Repeat, exactly and completely, the entries shown underneath.

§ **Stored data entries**
※

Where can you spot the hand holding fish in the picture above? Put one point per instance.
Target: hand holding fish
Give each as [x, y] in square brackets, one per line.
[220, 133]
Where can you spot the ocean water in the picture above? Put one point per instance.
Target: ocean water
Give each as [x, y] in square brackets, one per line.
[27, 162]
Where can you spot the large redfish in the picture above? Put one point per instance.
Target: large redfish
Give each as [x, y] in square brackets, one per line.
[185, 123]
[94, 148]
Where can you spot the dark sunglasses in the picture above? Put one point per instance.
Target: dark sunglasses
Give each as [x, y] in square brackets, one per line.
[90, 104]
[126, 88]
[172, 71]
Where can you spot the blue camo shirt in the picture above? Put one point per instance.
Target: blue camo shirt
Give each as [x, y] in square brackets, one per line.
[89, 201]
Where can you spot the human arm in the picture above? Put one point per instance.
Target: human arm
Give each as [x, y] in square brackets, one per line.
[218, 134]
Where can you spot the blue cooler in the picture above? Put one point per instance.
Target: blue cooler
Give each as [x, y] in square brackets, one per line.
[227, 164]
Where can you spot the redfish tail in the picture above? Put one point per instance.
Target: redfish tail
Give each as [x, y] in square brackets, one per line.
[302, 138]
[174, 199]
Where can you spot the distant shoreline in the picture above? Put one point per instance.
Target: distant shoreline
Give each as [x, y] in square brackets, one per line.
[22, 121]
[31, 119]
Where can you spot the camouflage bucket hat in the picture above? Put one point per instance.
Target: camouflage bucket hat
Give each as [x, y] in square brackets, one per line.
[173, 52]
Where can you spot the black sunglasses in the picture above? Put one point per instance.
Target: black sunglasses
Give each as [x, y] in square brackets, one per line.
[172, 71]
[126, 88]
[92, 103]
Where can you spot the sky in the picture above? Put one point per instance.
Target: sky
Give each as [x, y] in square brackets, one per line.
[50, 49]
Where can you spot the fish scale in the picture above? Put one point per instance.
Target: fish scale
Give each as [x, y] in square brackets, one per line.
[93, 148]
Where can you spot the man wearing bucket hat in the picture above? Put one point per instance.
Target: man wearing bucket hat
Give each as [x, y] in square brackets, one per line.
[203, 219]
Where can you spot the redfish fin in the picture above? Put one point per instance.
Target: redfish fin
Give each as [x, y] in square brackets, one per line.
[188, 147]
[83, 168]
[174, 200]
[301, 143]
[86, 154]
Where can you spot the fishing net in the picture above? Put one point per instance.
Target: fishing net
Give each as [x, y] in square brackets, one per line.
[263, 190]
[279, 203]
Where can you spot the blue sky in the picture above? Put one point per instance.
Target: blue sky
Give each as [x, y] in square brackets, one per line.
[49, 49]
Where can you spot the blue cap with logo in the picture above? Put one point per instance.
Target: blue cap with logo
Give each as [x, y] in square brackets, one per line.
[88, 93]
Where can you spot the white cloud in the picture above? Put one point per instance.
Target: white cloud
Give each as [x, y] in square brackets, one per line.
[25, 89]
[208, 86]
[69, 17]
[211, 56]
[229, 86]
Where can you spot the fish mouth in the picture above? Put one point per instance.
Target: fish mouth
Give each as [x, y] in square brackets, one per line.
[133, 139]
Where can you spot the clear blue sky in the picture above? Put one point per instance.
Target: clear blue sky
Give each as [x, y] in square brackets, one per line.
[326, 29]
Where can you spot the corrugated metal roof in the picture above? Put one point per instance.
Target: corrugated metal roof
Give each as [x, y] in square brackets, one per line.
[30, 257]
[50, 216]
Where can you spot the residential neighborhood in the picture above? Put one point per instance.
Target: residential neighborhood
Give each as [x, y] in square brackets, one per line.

※

§ **The reply**
Where can you spot the hand holding fish in the picture above? Put one point per instance.
Target: hand holding fish
Give each as [x, y] in square brackets, one per line.
[220, 133]
Where can you spot the ocean water in the picture above? Put one point per instance.
Target: ocean water
Give each as [x, y] in square brackets, one per line.
[27, 162]
Where can you spot the large redfish in the picture above? Put one point per instance.
Target: large redfish
Give each as [x, y] in square brackets, one per line.
[185, 123]
[94, 148]
Where can you spot the dark sunglasses in the picture above? Put one point per instance.
Target: dark sunglasses
Give each as [x, y] in square brackets, one per line.
[90, 104]
[126, 88]
[172, 71]
Where can you spot the blue camo shirt in the picture above? Put one point per instance.
Target: blue camo shirt
Give each as [x, y] in square brackets, one per line.
[89, 201]
Where can you spot the human arm in the picture above? Put one point per instance.
Target: human arm
Give each as [x, y] in square brackets, one per line.
[218, 134]
Where can you spot the blue cooler in the picture above? Put one point per instance.
Target: blue cooler
Give each as [x, y] in square brackets, one per line.
[227, 164]
Where can you spot the redfish tail in the picture above? Put one point per instance.
Target: redfish tail
Give each as [x, y] in square brackets, one per line.
[302, 138]
[174, 199]
Where can you spot the distant shoreline in the picture above? Put one point per instance.
Target: distant shoreline
Give each as [x, y] in square brackets, one per line.
[22, 121]
[31, 119]
Where can you spot the camouflage bucket hat in the picture above? Put one point per instance.
Target: camouflage bucket hat
Give each as [x, y] in square brackets, one per line.
[173, 52]
Where can you spot the black sunglasses in the picture above? Put one point per instance.
Target: black sunglasses
Give each as [x, y] in square brackets, one per line.
[172, 71]
[126, 88]
[92, 103]
Where can you spot the sky in the picture above? Put one point per instance.
Target: sky
Give each as [x, y] in square brackets, one per line.
[50, 49]
Where can you spot the fish scale in the picture above? Put one point per instance.
Target: fish scale
Give each as [x, y] in square brackets, one per line.
[93, 148]
Where can you spot the man wearing bucket hat in the picture above? Put one point per instance.
Target: man wearing bucket hat
Give each as [x, y] in square brackets, one per line.
[203, 219]
Where can you spot the redfish fin in the picture above? Put one point per instance.
Target: redfish fin
Give each as [x, y] in square brackets, one per line.
[188, 147]
[83, 168]
[174, 200]
[301, 143]
[86, 154]
Where can you spot the fishing net in the picture above? Put one point per instance.
Target: fishing net
Give each as [x, y] in square brackets, one per line.
[263, 190]
[279, 203]
Where can you spot the blue sky in the picture above? Put one point per instance.
Target: blue sky
Give each as [x, y] in square brackets, one per line.
[49, 49]
Where can you spot the blue cap with logo in the picture above? Put one point per instance.
Target: blue cap with logo
Give each as [x, y] in square brackets, one per line.
[88, 93]
Where can you spot the white cloud in the picture above? Put one point per instance.
Target: white cloud
Give each as [x, y] in square brackets, one per line.
[25, 89]
[208, 86]
[69, 17]
[211, 56]
[229, 86]
Where can you spot the fish mouth in the picture above? Put one point per instance.
Target: fish mouth
Give each as [x, y] in square brackets, one per line.
[133, 139]
Where can you spot the clear blue sky in the picture above? Put one point per instance.
Target: clear blue sky
Give each as [x, y] in square brackets, one per line.
[326, 29]
Where can you spot the corrugated metal roof in the picture above? Put one point per instance.
Target: corrugated metal roof
Give each as [x, y] in square brackets, one per line.
[30, 257]
[50, 216]
Where can you spot the residential neighborhood in the picture above? Put one point per instance.
Target: residential neighborhood
Give each as [x, y] in square brackets, one per line.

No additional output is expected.